- _Data_:
— Start —

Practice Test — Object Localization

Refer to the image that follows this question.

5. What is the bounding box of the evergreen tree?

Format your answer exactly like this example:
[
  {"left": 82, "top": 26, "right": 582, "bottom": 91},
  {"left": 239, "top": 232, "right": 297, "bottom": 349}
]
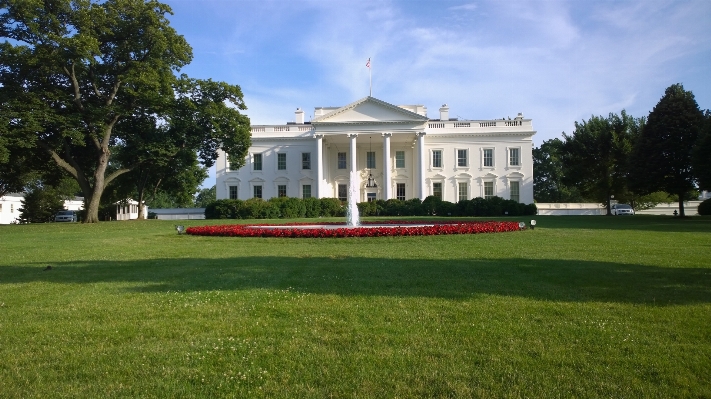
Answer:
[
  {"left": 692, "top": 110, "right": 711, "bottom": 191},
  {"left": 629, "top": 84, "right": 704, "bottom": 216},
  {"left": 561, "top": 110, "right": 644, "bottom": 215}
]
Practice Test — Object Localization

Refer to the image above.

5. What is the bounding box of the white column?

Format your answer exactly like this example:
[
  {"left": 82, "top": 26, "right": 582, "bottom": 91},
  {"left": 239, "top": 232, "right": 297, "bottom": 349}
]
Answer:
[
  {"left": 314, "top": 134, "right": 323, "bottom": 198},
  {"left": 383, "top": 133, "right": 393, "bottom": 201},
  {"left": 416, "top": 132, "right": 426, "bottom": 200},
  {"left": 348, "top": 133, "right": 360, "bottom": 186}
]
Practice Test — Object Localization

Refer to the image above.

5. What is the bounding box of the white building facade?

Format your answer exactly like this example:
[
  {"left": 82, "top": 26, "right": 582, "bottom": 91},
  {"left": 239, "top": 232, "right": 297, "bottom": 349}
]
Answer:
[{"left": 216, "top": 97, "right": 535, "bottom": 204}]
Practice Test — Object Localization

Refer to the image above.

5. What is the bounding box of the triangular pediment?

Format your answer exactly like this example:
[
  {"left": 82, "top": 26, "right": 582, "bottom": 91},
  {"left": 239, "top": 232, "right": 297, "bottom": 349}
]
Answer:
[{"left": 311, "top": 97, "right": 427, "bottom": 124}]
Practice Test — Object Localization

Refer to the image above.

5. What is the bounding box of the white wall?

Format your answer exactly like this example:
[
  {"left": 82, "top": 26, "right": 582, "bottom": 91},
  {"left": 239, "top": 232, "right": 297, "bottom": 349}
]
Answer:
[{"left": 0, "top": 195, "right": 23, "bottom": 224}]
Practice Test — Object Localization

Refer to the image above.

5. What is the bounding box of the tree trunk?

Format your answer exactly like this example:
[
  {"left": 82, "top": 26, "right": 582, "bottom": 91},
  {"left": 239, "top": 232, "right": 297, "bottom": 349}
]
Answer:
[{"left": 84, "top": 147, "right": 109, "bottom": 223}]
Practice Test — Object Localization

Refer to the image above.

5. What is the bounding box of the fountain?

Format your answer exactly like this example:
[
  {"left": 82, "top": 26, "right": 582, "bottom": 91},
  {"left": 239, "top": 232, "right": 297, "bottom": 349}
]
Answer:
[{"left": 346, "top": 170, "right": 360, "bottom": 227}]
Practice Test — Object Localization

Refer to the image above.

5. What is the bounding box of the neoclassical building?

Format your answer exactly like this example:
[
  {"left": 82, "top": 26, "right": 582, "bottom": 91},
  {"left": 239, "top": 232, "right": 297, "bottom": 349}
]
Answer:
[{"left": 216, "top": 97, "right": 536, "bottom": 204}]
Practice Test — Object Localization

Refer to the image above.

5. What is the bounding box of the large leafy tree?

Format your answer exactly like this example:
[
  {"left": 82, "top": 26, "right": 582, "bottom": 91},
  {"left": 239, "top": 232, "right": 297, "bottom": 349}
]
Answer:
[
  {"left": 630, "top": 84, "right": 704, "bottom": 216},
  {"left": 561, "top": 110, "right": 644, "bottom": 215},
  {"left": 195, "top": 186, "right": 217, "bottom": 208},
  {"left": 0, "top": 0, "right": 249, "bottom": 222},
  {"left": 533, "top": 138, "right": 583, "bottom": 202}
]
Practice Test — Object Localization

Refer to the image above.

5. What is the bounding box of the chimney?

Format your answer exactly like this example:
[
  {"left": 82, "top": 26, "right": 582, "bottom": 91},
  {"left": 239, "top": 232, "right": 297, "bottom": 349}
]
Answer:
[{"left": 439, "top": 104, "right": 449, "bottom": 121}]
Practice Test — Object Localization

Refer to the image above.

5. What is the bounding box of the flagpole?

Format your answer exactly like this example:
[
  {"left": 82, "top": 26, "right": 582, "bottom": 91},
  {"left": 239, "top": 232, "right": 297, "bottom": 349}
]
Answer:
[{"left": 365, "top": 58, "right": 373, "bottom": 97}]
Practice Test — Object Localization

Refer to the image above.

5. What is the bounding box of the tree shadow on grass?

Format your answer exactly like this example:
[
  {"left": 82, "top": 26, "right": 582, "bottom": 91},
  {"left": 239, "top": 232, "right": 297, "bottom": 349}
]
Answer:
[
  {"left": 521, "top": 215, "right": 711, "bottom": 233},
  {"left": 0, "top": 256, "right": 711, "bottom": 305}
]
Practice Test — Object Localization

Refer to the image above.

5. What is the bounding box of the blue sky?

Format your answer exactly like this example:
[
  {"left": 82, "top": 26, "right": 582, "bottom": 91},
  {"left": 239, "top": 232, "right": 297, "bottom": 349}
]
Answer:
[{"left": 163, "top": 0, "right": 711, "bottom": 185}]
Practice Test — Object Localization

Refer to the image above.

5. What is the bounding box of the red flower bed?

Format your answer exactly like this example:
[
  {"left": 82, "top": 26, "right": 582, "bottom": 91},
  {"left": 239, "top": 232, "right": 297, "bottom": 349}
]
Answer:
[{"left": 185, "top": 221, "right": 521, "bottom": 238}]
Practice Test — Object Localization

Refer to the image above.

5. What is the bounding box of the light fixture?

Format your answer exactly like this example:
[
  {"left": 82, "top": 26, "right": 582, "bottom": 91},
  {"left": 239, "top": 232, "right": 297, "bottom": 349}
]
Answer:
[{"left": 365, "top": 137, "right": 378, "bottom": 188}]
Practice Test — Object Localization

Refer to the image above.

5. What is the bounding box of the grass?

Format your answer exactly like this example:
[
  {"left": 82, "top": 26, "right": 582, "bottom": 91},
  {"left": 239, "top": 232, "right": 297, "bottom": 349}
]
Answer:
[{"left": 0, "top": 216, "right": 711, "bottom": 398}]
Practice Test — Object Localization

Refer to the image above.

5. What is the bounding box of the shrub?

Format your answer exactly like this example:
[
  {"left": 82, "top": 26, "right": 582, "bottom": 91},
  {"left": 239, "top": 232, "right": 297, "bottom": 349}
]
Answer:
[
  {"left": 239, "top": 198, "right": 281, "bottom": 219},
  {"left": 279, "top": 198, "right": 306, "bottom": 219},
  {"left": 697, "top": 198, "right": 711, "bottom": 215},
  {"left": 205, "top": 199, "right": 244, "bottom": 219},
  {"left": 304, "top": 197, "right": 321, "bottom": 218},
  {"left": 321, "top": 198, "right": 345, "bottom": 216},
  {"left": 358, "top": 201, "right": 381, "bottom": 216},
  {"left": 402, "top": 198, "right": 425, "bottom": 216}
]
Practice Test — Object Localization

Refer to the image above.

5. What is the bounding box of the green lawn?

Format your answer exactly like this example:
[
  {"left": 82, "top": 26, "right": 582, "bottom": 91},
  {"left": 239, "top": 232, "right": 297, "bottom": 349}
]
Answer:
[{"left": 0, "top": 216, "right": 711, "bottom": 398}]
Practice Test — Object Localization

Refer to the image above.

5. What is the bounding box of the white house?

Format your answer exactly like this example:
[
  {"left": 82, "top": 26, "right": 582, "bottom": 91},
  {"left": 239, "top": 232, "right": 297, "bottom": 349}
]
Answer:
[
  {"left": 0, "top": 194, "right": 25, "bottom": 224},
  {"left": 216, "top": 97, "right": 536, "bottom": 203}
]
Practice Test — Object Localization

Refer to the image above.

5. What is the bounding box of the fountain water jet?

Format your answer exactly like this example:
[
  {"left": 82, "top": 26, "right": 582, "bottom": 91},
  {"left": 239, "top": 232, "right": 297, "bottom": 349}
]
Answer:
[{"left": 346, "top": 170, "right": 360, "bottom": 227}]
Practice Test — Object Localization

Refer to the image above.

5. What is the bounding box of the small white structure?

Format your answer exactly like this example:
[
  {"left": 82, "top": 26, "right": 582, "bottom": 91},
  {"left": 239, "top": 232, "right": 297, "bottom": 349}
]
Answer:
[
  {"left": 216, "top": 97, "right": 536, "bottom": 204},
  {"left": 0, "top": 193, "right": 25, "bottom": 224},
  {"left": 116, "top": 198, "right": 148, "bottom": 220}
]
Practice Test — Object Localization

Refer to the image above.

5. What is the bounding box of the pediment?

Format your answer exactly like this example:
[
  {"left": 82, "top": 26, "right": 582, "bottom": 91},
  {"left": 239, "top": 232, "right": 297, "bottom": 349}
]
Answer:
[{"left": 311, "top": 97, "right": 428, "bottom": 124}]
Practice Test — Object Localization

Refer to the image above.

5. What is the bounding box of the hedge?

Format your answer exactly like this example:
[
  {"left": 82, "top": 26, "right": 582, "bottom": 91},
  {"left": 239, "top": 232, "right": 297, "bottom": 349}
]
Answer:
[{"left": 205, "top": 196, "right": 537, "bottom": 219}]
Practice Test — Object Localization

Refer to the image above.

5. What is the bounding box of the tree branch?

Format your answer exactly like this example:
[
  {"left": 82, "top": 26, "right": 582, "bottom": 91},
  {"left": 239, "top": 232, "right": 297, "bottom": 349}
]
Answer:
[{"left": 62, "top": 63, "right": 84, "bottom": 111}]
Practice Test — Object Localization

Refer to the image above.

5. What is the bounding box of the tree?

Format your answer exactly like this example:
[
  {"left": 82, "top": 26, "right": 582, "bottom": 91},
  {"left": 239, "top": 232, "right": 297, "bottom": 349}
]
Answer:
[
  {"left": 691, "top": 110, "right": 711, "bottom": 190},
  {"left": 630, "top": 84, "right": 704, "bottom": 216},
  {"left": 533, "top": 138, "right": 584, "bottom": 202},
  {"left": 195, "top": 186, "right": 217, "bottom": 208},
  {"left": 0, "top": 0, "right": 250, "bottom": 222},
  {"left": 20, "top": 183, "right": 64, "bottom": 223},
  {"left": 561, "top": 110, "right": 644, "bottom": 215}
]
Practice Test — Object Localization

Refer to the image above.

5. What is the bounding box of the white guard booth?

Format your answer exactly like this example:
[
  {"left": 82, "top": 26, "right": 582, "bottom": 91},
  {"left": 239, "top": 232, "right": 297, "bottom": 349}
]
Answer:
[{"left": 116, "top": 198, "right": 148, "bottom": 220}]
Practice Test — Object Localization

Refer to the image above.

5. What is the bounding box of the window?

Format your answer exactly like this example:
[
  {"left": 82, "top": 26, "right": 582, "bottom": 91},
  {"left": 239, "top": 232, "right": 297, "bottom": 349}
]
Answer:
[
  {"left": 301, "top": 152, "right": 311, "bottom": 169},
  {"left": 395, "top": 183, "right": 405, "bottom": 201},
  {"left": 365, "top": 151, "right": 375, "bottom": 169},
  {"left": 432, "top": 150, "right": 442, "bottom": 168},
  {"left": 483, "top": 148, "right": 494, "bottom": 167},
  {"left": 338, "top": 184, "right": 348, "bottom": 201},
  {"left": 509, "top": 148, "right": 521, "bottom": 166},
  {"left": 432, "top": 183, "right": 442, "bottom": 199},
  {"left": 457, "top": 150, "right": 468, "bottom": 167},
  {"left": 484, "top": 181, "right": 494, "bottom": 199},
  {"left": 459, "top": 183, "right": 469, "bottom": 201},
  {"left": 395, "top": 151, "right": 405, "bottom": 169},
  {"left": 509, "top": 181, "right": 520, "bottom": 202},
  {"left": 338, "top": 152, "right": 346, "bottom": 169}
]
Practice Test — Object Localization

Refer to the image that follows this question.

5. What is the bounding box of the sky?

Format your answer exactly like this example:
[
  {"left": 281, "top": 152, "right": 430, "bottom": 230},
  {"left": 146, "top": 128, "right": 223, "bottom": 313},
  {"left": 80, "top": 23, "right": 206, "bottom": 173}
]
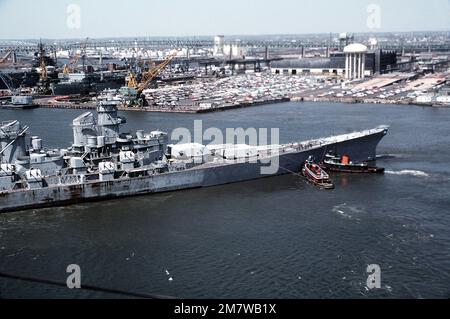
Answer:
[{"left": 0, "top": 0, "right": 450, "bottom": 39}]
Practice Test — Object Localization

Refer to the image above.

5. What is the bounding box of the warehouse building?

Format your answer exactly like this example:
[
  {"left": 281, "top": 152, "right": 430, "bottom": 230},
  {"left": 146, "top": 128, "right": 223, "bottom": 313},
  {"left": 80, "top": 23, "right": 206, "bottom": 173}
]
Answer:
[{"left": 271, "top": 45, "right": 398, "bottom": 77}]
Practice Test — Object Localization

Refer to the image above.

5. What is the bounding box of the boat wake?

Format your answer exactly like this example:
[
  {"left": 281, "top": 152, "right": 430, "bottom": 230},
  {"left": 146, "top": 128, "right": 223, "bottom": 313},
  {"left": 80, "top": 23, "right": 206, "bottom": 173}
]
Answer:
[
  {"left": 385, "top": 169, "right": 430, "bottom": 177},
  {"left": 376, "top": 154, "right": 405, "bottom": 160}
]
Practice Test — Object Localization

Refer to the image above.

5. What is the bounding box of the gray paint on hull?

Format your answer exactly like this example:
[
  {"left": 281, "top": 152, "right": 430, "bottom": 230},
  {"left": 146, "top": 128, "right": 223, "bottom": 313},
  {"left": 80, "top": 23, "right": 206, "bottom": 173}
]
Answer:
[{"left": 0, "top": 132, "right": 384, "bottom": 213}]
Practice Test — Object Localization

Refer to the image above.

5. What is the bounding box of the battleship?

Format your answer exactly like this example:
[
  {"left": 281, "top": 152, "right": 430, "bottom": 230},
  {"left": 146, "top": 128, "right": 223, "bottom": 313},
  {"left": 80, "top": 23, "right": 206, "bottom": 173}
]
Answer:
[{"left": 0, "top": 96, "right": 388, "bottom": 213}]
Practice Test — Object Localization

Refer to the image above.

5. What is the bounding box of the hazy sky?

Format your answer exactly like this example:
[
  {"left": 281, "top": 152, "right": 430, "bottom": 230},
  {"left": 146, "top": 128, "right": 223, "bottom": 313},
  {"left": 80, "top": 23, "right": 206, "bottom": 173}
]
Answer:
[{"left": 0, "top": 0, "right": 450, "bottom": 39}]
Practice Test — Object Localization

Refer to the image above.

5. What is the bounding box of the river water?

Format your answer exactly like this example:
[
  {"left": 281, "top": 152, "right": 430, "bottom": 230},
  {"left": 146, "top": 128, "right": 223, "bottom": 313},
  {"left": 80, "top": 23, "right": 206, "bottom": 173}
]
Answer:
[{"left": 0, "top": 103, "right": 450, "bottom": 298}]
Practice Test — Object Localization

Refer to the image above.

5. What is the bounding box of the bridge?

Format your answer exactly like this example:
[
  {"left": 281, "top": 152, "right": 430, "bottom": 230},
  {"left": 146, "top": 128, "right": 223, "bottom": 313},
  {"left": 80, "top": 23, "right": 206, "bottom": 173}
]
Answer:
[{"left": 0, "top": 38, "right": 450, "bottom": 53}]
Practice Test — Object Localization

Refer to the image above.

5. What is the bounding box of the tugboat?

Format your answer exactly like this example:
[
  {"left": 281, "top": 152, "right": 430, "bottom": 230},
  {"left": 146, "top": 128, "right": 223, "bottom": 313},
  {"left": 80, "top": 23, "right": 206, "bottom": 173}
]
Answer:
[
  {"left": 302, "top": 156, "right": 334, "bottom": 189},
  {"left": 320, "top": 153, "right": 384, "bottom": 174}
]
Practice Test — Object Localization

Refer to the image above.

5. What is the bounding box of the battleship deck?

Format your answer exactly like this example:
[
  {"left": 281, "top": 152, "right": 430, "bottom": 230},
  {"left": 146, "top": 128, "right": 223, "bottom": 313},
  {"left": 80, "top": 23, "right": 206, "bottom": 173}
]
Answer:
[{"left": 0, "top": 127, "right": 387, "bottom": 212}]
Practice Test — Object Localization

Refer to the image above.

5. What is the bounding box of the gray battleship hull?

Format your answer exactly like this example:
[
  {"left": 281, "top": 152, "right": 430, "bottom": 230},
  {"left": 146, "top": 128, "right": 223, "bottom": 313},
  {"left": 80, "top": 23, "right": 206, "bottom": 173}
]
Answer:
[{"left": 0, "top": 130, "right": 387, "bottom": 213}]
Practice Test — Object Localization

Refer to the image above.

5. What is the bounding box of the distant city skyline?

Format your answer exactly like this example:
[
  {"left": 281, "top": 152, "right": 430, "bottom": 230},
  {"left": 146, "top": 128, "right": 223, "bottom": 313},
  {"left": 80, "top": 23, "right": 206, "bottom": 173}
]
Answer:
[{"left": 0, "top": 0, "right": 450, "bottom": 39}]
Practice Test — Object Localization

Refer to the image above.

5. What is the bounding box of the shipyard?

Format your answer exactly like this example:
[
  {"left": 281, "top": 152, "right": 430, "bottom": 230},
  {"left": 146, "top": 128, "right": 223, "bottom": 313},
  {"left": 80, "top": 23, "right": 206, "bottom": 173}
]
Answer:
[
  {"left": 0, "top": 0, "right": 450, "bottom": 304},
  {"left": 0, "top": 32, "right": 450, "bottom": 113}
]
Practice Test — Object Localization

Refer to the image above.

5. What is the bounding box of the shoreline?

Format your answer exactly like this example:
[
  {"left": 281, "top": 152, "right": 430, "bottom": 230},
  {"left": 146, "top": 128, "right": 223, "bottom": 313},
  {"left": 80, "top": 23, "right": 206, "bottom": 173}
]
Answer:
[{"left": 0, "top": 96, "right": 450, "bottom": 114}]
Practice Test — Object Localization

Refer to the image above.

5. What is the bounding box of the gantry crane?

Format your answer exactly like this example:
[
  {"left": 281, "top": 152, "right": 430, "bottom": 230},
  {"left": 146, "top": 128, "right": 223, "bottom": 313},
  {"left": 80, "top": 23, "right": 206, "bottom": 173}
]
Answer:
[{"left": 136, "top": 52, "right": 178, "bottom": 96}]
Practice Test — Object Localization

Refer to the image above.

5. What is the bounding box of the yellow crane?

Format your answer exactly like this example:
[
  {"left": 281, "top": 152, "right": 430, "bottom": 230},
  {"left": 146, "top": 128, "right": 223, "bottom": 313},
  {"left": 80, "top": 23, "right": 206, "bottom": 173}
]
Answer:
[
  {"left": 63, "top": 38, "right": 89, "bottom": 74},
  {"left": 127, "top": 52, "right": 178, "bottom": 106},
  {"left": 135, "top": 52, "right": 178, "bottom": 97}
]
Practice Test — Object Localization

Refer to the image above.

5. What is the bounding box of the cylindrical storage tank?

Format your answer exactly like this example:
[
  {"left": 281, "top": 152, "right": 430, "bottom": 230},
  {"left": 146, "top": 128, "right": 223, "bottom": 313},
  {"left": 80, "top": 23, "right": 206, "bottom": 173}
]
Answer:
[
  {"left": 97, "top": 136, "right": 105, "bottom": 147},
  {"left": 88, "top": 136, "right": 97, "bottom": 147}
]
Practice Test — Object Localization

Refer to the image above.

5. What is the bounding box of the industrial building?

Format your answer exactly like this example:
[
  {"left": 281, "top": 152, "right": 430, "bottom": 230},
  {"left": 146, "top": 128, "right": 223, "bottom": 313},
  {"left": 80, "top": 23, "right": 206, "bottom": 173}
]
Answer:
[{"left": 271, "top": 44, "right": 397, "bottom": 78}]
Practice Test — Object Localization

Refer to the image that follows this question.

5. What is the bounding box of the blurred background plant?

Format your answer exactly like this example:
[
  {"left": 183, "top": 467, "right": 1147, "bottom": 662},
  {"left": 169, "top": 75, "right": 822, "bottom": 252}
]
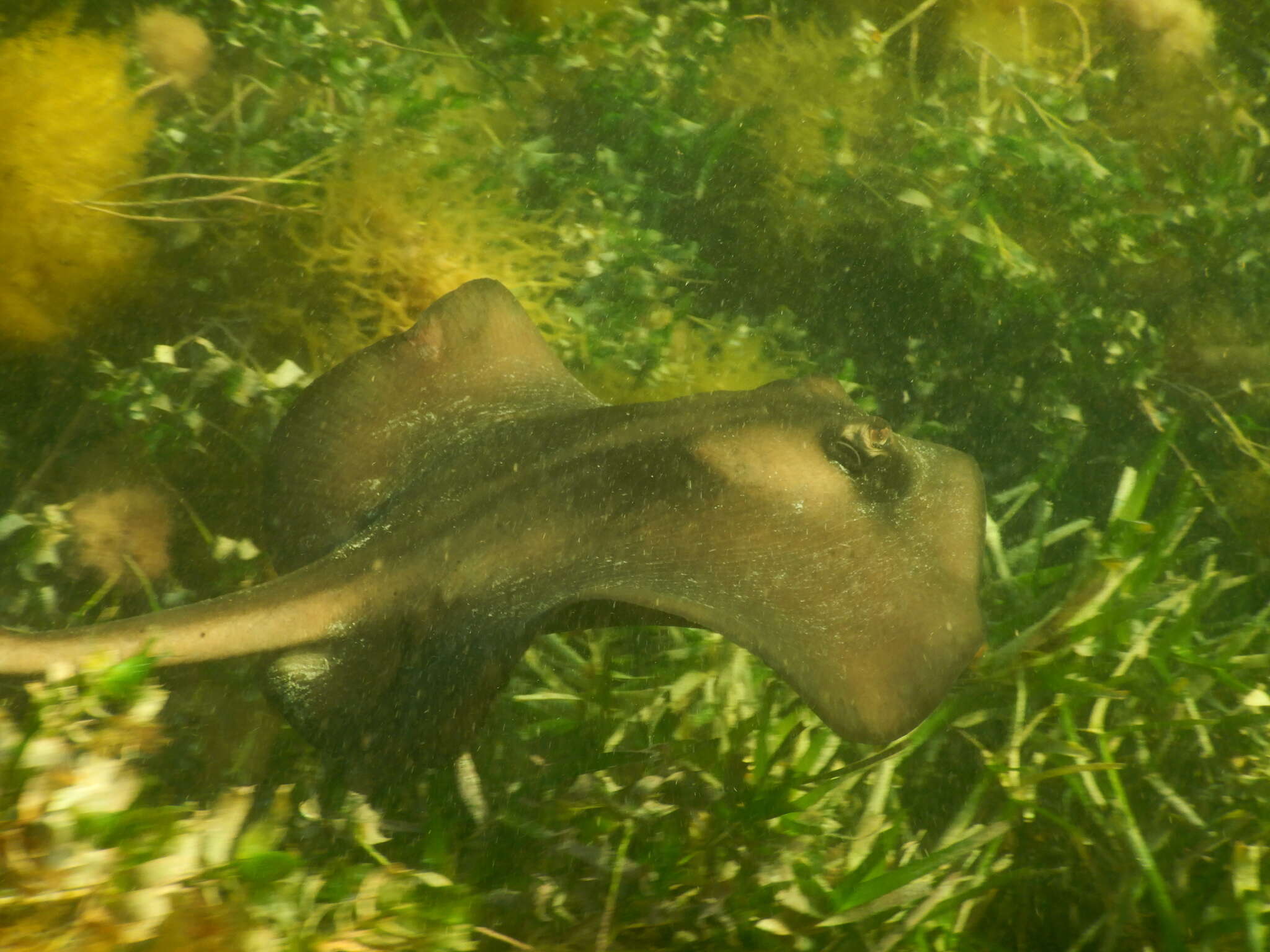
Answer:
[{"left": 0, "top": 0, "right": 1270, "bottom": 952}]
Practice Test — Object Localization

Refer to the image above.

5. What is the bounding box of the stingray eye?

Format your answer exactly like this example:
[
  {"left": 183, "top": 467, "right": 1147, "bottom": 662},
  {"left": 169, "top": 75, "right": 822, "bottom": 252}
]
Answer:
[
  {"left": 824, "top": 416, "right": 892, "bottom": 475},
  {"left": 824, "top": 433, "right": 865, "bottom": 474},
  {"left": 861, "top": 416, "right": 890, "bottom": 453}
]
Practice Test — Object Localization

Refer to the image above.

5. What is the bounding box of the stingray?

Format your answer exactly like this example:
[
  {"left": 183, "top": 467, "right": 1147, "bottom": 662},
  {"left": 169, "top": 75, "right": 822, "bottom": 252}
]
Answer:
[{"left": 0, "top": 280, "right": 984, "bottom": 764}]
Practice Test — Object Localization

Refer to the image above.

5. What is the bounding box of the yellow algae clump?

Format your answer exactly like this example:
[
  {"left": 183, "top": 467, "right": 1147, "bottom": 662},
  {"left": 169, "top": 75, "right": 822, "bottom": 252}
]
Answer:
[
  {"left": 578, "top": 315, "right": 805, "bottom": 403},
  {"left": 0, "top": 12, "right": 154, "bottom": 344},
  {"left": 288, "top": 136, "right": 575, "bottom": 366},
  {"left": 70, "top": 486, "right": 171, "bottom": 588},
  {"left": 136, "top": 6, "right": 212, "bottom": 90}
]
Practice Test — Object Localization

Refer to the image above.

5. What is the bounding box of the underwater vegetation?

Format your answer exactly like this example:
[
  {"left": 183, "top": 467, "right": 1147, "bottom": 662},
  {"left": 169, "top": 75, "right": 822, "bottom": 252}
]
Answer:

— End —

- _Aim of the task_: State how many lines of the entries above contain the string "yellow", treating uppercase and lowercase as different, and give only the number.

- _Written solution_: 2